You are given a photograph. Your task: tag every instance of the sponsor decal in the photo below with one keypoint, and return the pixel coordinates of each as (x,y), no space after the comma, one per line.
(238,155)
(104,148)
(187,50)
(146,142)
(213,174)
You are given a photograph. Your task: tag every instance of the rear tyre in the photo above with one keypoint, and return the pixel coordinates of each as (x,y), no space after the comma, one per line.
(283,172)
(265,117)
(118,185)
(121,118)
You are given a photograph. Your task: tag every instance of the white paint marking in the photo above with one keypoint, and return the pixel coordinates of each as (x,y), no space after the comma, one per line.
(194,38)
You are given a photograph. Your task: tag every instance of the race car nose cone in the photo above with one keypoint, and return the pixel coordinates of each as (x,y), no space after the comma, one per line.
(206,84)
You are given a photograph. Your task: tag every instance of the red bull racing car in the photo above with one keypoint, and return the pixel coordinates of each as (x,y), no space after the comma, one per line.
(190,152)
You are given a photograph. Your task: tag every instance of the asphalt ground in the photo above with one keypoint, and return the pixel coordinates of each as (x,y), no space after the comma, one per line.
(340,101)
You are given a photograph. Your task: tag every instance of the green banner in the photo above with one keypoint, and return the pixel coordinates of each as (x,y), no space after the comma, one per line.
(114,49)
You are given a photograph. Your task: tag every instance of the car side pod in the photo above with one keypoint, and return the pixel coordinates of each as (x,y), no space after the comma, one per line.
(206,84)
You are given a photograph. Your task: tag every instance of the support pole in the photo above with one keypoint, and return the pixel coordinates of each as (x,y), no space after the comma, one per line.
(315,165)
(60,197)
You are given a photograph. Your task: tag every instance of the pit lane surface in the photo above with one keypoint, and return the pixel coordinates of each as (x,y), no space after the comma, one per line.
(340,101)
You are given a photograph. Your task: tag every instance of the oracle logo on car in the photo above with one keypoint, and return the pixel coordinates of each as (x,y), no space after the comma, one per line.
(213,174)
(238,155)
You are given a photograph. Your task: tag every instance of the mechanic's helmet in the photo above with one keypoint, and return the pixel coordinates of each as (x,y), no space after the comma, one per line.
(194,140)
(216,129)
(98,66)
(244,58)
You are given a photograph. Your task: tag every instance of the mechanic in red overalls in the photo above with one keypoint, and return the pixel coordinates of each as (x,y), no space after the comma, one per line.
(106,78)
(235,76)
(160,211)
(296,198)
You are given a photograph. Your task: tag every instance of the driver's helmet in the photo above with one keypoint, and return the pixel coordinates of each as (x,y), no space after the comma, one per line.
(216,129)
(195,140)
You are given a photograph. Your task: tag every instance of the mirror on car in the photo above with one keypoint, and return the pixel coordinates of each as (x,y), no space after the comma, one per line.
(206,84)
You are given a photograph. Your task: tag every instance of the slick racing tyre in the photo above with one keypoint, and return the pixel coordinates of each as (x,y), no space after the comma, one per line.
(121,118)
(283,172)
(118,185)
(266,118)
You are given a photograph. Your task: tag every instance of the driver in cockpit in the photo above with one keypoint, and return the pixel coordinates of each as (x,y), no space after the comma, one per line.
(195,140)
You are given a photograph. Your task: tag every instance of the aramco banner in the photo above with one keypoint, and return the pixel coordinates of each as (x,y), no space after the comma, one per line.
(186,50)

★ ★ ★ ★ ★

- _Your objective_
A faithful transcription of all the material is what this exercise calls for.

- _Response_
You are given a photograph. Your task: tag every instance of the sponsor decal in the photo below with one keypoint, and return the pixel coordinates of each as (x,y), no space after the comma, one per line.
(238,155)
(104,148)
(187,50)
(146,142)
(213,174)
You are given a photograph. Your task: tag every instance of the rear tyre in the photo above with one keypoint, and return the pixel coordinates of each as (x,y), no space after the comma, one per line.
(283,172)
(265,117)
(118,185)
(121,118)
You are given a photograph. Your task: tag every instance of the white paint marking in the photo above with one keypoint, and return the pixel coordinates of each as (x,y), no space after the comma, one per line.
(194,38)
You are given a photograph. Your task: tag every instance of the race car nose cone in the photo above with one keypoint, and return the pixel coordinates of each as (x,y), no space after the comma, one per line.
(206,84)
You are given a photograph. Your task: tag every instance of the red bull racing car in the photo above with one keypoint, and return the pixel coordinates of each as (x,y), no space after the comma, one per line.
(190,152)
You are given a photograph. Your task: tag every instance of the asphalt ground in the photo above with one keypoint, and return the pixel coordinates of each as (x,y), no space after the comma, one per line.
(340,101)
You are given a photograph. Your task: tag every instance of the green banner in the photo above with one keypoint, and return the pixel coordinates of each as (x,y), no space after the comma, one per line.
(114,49)
You are given a photograph. Your task: tag every instance of the car side pod in the photo above with one keypoint, and return the pixel coordinates of each as (x,y), no space after the comma, one per line.
(206,84)
You are given a photograph. Your task: tag every instance of the support pole in the photo above with one keypoint, and return the pixel coordinates of each as (x,y), no space after the comma, one per line.
(315,165)
(60,197)
You are given a photograph. Your task: tag every instance of the pit lane surface in the photo above with one keypoint, and return the pixel coordinates of each as (x,y), no space after the comma, one per line.
(340,101)
You are given a photograph. Your task: tag every instance of the oracle logo on car in the photo above with one keypoint, and return the pixel coordinates of each as (x,y), no space after the comma, one per line.
(213,174)
(238,155)
You are given a photograph. Your task: tag every instance of the mechanic's helmet in the photo above with one keypoint, and return the pixel coordinates of each as (x,y), no space after the comma, one per line.
(194,140)
(216,129)
(98,66)
(244,58)
You are given a photograph. Your task: tag every instance of the mechanic in red overalls in the photo above with one keypoint, and return the pixel coordinates of each as (x,y), no space after the comma, one per line.
(106,78)
(235,76)
(160,211)
(296,198)
You are given a photograph. Your task: tag every instance of the driver's helmet in the photo above with one keypoint, and return the pixel coordinates of each as (x,y), no space after the comma, one per line.
(216,129)
(195,140)
You are given a photograph. Your task: tag every instance of the mirror on car in the photo above with one keypoint, and return the pixel coordinates of each as (x,y), no space after the comma, one per line.
(206,84)
You are given a photograph. Your task: tag every instance of the slick racing tyre in the photo above with one keypoint, and return the pixel coordinates of each as (x,y), no space after the comma, one per line.
(121,118)
(283,172)
(118,185)
(266,118)
You are given a photograph. Your task: tag every instance of the driver in cockpit in the photo above with one keypoint, and return the pixel coordinates of each as (x,y), no space after the comma, one per line.
(195,140)
You are given a photograph. Your task: tag every instance of the aramco banner in the photo above with one keypoint, and return the pixel coordinates of each as (x,y), no space after the comma, one per line.
(186,50)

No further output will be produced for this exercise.